What the exercise asks:
Give every line of the data again, exactly as it is written.

◇ ◇ ◇ ◇ ◇

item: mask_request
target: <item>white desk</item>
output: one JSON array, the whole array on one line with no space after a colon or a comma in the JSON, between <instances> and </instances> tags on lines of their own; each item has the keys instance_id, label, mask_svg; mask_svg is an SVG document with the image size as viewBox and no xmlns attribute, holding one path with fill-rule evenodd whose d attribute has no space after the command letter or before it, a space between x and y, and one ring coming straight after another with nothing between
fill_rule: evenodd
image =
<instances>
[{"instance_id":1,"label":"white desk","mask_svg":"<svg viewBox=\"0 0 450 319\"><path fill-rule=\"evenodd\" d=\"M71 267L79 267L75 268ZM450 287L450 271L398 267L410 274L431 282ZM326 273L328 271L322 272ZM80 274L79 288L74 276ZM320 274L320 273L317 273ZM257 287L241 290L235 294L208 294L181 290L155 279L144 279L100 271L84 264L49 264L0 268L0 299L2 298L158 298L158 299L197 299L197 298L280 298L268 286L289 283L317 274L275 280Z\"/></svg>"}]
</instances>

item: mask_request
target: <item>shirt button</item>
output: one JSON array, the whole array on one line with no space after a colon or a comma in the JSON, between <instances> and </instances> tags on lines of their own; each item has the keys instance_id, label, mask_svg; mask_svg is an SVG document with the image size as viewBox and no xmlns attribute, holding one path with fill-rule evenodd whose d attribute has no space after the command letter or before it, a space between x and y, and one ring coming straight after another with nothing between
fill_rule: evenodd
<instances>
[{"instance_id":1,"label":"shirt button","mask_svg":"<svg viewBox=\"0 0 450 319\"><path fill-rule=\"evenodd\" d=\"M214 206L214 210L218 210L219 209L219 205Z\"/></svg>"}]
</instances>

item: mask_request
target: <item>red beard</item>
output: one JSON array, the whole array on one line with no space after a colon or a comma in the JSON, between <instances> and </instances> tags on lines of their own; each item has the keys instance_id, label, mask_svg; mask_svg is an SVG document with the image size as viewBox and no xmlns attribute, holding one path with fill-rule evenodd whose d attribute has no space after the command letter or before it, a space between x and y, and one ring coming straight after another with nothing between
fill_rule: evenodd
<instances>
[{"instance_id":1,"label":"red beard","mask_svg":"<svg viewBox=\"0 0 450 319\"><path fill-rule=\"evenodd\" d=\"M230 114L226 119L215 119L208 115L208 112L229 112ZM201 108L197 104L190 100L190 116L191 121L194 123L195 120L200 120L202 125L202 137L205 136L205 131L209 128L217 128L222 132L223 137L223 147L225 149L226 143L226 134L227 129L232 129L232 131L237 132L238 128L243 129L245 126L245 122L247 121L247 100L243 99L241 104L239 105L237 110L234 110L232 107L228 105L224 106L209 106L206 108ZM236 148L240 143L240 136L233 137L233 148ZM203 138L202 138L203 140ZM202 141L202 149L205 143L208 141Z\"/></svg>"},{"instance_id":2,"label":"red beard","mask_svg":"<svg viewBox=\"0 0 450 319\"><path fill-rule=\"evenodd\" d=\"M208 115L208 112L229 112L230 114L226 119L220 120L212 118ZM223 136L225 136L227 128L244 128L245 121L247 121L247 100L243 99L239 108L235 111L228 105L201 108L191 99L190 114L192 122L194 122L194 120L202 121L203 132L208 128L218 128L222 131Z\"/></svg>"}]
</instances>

◇ ◇ ◇ ◇ ◇

Task response:
item: mask_request
target: <item>white desk</item>
output: one JSON array, the whole array on one line with no space after a colon or a comma in the JSON, between <instances> and </instances> tags on lines of their own; each item has the keys instance_id, label, mask_svg; mask_svg is an SVG document with the image size as viewBox and no xmlns attribute, holding one path with fill-rule evenodd whose d attribute has no space after the command letter or before it, a space between x and y, and one ring coming straight after another with nothing between
fill_rule: evenodd
image =
<instances>
[{"instance_id":1,"label":"white desk","mask_svg":"<svg viewBox=\"0 0 450 319\"><path fill-rule=\"evenodd\" d=\"M71 267L79 267L75 268ZM450 287L450 271L398 267L410 274L431 282ZM326 273L328 271L322 272ZM80 274L79 288L74 276ZM320 274L320 273L317 273ZM257 287L241 290L235 294L208 294L181 290L155 279L144 279L100 271L84 264L49 264L0 268L0 299L2 298L158 298L158 299L197 299L197 298L280 298L268 286L289 283L317 274L275 280Z\"/></svg>"}]
</instances>

item: mask_request
target: <item>shirt button</item>
output: one JSON array, the whole array on one line with no space after a colon or a comma in the JSON, between <instances> and </instances> tags on lines of their own; each item has the keys instance_id, label, mask_svg; mask_svg is an SVG document with the image size as viewBox and no xmlns attribute, holding one path with fill-rule evenodd whose d attribute has no space after the command letter or before it, a space between x and y, and one ring coming straight after another with nothing between
fill_rule: evenodd
<instances>
[{"instance_id":1,"label":"shirt button","mask_svg":"<svg viewBox=\"0 0 450 319\"><path fill-rule=\"evenodd\" d=\"M214 206L214 210L218 210L219 209L219 205Z\"/></svg>"}]
</instances>

item: mask_request
target: <item>red beard</item>
output: one JSON array, the whole array on one line with no space after a colon or a comma in the JSON, between <instances> and </instances> tags on lines of their own; each item has the keys instance_id, label, mask_svg; mask_svg is an SVG document with the image size as viewBox and no xmlns attribute, holding one path with fill-rule evenodd whose d attribute has no space after the command letter or before it, a space between x and y, and one ring coming straight after another with nothing between
fill_rule: evenodd
<instances>
[{"instance_id":1,"label":"red beard","mask_svg":"<svg viewBox=\"0 0 450 319\"><path fill-rule=\"evenodd\" d=\"M230 114L226 119L215 119L208 115L208 112L229 112ZM201 108L197 104L190 100L190 116L191 121L194 123L195 120L200 120L202 125L202 137L205 136L205 131L209 128L217 128L222 132L223 137L223 147L225 149L226 143L226 134L227 129L232 129L232 131L237 132L238 128L243 129L245 126L245 122L247 121L247 100L243 99L241 104L239 105L237 110L234 110L232 107L228 105L224 106L209 106L206 108ZM236 148L240 143L240 136L233 137L233 148ZM203 138L202 138L203 140ZM202 141L202 149L205 143L208 141Z\"/></svg>"},{"instance_id":2,"label":"red beard","mask_svg":"<svg viewBox=\"0 0 450 319\"><path fill-rule=\"evenodd\" d=\"M208 115L208 112L229 112L230 114L226 119L220 120L212 118ZM223 136L225 136L227 128L244 128L245 121L247 121L247 100L243 99L239 108L235 111L228 105L201 108L191 99L190 114L192 122L194 122L194 120L202 121L203 132L208 128L218 128L222 131Z\"/></svg>"}]
</instances>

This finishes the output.